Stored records
····················
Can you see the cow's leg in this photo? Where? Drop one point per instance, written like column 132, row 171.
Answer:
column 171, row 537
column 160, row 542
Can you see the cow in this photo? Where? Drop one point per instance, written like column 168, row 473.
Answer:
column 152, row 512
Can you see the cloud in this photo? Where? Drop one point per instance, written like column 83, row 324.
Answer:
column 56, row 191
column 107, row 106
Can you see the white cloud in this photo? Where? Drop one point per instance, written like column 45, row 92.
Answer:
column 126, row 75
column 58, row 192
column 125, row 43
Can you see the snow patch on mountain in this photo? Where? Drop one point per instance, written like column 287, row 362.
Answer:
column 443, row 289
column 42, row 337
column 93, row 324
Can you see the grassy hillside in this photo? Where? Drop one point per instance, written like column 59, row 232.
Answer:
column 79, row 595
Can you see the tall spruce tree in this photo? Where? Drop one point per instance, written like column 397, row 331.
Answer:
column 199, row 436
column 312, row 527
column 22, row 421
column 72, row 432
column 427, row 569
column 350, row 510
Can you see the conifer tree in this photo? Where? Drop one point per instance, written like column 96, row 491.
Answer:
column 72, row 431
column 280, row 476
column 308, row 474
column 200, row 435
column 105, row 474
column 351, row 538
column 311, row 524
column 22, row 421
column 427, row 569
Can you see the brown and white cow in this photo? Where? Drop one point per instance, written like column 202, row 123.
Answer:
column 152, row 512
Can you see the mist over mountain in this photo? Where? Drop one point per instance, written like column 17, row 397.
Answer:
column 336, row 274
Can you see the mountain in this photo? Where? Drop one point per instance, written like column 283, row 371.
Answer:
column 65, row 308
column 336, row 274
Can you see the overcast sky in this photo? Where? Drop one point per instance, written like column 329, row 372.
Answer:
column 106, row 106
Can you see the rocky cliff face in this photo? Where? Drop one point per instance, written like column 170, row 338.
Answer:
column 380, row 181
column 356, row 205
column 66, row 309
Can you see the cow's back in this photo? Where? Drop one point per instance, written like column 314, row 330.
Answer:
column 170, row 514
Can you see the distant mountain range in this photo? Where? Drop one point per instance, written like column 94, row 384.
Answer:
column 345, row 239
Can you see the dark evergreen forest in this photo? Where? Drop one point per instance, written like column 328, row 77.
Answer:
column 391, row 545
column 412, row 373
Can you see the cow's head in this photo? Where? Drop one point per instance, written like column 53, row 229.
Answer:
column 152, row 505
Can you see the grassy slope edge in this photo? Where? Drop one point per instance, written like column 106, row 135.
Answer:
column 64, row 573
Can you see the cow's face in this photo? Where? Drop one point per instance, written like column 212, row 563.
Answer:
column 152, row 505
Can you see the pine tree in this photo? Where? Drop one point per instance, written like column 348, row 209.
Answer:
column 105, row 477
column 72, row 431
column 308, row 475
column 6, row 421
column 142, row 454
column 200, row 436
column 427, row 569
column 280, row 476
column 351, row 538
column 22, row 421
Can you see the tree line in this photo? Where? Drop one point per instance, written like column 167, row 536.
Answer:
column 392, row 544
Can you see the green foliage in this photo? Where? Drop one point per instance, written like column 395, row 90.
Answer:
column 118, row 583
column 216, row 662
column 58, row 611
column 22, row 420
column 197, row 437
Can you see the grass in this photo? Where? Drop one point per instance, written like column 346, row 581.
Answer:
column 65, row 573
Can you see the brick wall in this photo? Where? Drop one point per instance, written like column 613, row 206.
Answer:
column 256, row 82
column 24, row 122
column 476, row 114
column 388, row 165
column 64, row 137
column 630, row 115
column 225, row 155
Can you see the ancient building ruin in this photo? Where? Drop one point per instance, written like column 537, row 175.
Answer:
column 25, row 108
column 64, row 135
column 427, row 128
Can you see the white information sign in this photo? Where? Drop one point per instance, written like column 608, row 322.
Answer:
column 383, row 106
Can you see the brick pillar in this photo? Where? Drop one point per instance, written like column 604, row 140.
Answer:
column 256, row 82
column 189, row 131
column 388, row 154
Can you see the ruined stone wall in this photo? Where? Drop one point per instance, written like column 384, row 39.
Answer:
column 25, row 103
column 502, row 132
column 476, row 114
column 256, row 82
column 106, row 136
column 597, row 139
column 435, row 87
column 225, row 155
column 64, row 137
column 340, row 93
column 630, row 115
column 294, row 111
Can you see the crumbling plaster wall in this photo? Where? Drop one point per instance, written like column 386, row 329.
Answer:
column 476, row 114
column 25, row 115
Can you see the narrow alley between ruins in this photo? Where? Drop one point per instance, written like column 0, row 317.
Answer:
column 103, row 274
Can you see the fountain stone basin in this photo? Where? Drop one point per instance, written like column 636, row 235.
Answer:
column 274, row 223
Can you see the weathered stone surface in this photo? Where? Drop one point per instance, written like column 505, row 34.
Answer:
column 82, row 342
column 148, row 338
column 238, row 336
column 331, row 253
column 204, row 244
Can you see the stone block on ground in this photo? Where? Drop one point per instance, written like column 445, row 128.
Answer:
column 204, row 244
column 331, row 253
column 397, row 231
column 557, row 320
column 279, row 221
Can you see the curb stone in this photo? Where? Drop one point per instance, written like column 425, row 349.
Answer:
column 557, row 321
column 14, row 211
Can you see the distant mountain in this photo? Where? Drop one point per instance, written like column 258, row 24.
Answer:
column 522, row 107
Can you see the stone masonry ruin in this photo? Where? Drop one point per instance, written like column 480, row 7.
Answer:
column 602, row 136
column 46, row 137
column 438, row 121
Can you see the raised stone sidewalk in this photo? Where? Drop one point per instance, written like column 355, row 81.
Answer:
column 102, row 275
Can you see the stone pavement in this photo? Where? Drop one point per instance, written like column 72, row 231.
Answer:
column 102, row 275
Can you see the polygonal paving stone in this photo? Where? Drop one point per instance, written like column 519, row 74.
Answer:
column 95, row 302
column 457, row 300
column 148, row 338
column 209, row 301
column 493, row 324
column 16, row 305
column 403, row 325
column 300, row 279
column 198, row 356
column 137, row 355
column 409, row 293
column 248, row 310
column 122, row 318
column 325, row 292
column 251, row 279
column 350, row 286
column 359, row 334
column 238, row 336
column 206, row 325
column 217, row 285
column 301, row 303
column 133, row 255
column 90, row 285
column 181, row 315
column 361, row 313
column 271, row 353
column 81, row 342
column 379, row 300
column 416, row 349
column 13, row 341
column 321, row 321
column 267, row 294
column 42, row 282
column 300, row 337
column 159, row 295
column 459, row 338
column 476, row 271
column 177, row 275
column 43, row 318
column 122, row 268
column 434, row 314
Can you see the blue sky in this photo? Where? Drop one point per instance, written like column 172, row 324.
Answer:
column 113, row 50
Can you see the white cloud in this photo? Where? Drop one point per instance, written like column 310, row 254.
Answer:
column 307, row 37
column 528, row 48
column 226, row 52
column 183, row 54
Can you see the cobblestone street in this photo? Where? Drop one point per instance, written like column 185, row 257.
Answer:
····················
* _Directions_
Reproduce all of the data above line for line, without changing anything.

* _Exercise result_
Can you see the cow's leg in this photo? Where? Drop one point per instance, written like column 132, row 171.
Answer:
column 171, row 537
column 160, row 542
Can you see the cow in this photo? Where? Drop one point per instance, written like column 168, row 473.
Answer:
column 152, row 512
Can you see the cloud in this photo? Where? Drop one point per instance, written like column 83, row 324.
Answer:
column 56, row 191
column 107, row 106
Can you see the white cloud in this photo? Where? Drop one point per instance, written like column 45, row 92.
Answer:
column 126, row 75
column 58, row 192
column 125, row 43
Can you see the snow patch on mountain in this photo? Where? Drop one point per instance, written like column 287, row 362.
Answer:
column 443, row 289
column 42, row 337
column 93, row 324
Can you see the grassy hillside in this photo? Where? Drop one point per instance, written like column 59, row 232.
Answer:
column 79, row 595
Can you see the tall spruce tree in this photo? Where? Drop one point per instance, written like column 397, row 331.
Answer:
column 199, row 436
column 312, row 527
column 22, row 421
column 72, row 432
column 427, row 569
column 350, row 510
Can you see the conifer tree in this photo? Where? Drop one point per instance, written like column 96, row 491.
Answer:
column 72, row 431
column 280, row 476
column 308, row 474
column 200, row 435
column 105, row 474
column 351, row 538
column 311, row 524
column 22, row 421
column 427, row 569
Can you see the brown and white cow in this photo? Where? Drop one point per instance, written like column 202, row 123.
Answer:
column 152, row 512
Can you see the mist over mountain in this photo? Where? Drop one point per instance, written like column 17, row 397.
Answer:
column 336, row 274
Can you see the mountain in this photo? Where? Drop one point per instance, written like column 283, row 371.
Answer:
column 65, row 308
column 336, row 274
Can you see the overcast sky in this photo? Where? Drop one point per instance, written like column 329, row 372.
Answer:
column 106, row 106
Can you see the rocky cliff face in this photo? Where? Drop one point per instance, written like column 170, row 338.
Answer:
column 380, row 181
column 356, row 205
column 66, row 309
Can you see the cow's back in this photo? Where? Drop one point per instance, written like column 314, row 330.
Answer:
column 170, row 514
Can you see the distant mountain range in this photo? Where? Drop one point per instance, written like column 94, row 384.
Answer:
column 345, row 239
Can you see the dark evergreen forest in this photo? Where? Drop one point per instance, written like column 328, row 77.
Answer:
column 391, row 545
column 412, row 373
Can you see the cow's head in this photo? Where? Drop one point per instance, written like column 53, row 229.
Answer:
column 152, row 505
Can you see the grassy slope edge in this photo? Where? Drop one point per instance, written like column 106, row 135.
Answer:
column 64, row 573
Can you see the cow's face in this photo? Where? Drop one point per instance, written like column 212, row 563.
Answer:
column 152, row 505
Can you see the pine tree in this photo? Where? Drop one point per instance, written like column 348, row 209.
Answer:
column 105, row 477
column 72, row 431
column 308, row 475
column 6, row 421
column 142, row 454
column 200, row 436
column 427, row 569
column 280, row 476
column 351, row 538
column 22, row 421
Can you see the tree line in this photo? Where? Drop one point per instance, written like column 167, row 536.
Answer:
column 392, row 544
Can you see the green foliage in this photo? Where? Drop one point per instance, written like column 395, row 90.
Answer:
column 118, row 583
column 216, row 662
column 58, row 611
column 22, row 420
column 197, row 437
Can you see the grass in this photo? Where? Drop one point per instance, written like column 346, row 581.
Answer:
column 65, row 573
Can you see the brick wall in this photo? Where? Drop one point per instance, written like column 613, row 206.
Answer:
column 256, row 82
column 24, row 122
column 476, row 114
column 388, row 165
column 64, row 137
column 630, row 115
column 225, row 155
Can you see the ancient building ruin in this photo? Where? Drop one point per instance, written like column 537, row 175.
Answer:
column 25, row 108
column 64, row 135
column 427, row 128
Can you see the white information sign in this photo? Where? Drop one point per instance, written like column 608, row 322.
Answer:
column 383, row 106
Can you see the brick pillar in this photo? Where? Drop one point per instance, written like column 604, row 140.
Answer:
column 256, row 82
column 189, row 131
column 388, row 154
Can you see the ruined stone wall in this photo? Where? Drop one point per instance, written like column 384, row 39.
Answer:
column 25, row 103
column 502, row 132
column 476, row 114
column 256, row 82
column 106, row 136
column 597, row 139
column 435, row 87
column 225, row 155
column 64, row 137
column 340, row 93
column 630, row 115
column 294, row 111
Can you see the crumbling plaster wall in this photo? Where? Drop one point per instance, written like column 386, row 329.
Answer:
column 476, row 114
column 25, row 115
Can you see the narrow alley between ruins in this photo? Where? Drop one point per instance, written like column 0, row 317.
Answer:
column 103, row 274
Can you see the fountain stone basin in this photo? Where? Drop one point per instance, written like column 636, row 235.
Answer:
column 274, row 223
Can you see the weathered stone surface in this photo? Where? Drop one point per instance, written like column 505, row 34.
Answer:
column 82, row 342
column 148, row 338
column 238, row 336
column 331, row 253
column 204, row 244
Can you see the stone block on ground in this photo? Where? Drop one point per instance, written like column 445, row 128.
Answer:
column 204, row 244
column 331, row 253
column 397, row 231
column 557, row 320
column 279, row 221
Can you see the curb stone in this photo? Where? Drop one point per instance, written like column 425, row 349.
Answer:
column 557, row 321
column 14, row 211
Can you see the distant mountain in this photo? Where? Drop one point per instance, written like column 258, row 24.
Answer:
column 522, row 107
Can you see the stone masonry ruin in this photo? Where? Drop one point per instance, written like column 480, row 7.
Answer:
column 602, row 136
column 46, row 137
column 438, row 121
Can you see the raised stone sidewalk in this photo? Where? Drop one point per instance, written like column 355, row 81.
Answer:
column 102, row 275
Can you see the stone pavement in this photo? Where? Drop one point per instance, written like column 72, row 231.
Answer:
column 102, row 275
Can you see the polygonal paving stone in this photo? Where? Drop one point per instance, written like column 519, row 74.
Answer:
column 95, row 302
column 457, row 300
column 148, row 338
column 209, row 301
column 493, row 324
column 16, row 305
column 403, row 325
column 300, row 279
column 198, row 356
column 137, row 355
column 409, row 293
column 248, row 310
column 122, row 318
column 325, row 292
column 251, row 279
column 350, row 286
column 359, row 334
column 238, row 336
column 206, row 325
column 217, row 285
column 301, row 303
column 133, row 255
column 90, row 285
column 181, row 315
column 361, row 313
column 271, row 353
column 81, row 342
column 379, row 300
column 416, row 349
column 13, row 341
column 321, row 321
column 267, row 294
column 42, row 282
column 300, row 337
column 159, row 295
column 459, row 338
column 476, row 271
column 177, row 275
column 43, row 318
column 122, row 268
column 434, row 314
Can you see the blue sky in this photo? Where? Drop one point per instance, written like column 172, row 324.
Answer:
column 113, row 50
Can you see the white cloud in this photo? Where? Drop one point per instance, written like column 310, row 254.
Answer:
column 307, row 37
column 528, row 48
column 226, row 52
column 183, row 54
Can you see the cobblestone street in this photo? Where? Drop one point per instance, written like column 185, row 257.
Answer:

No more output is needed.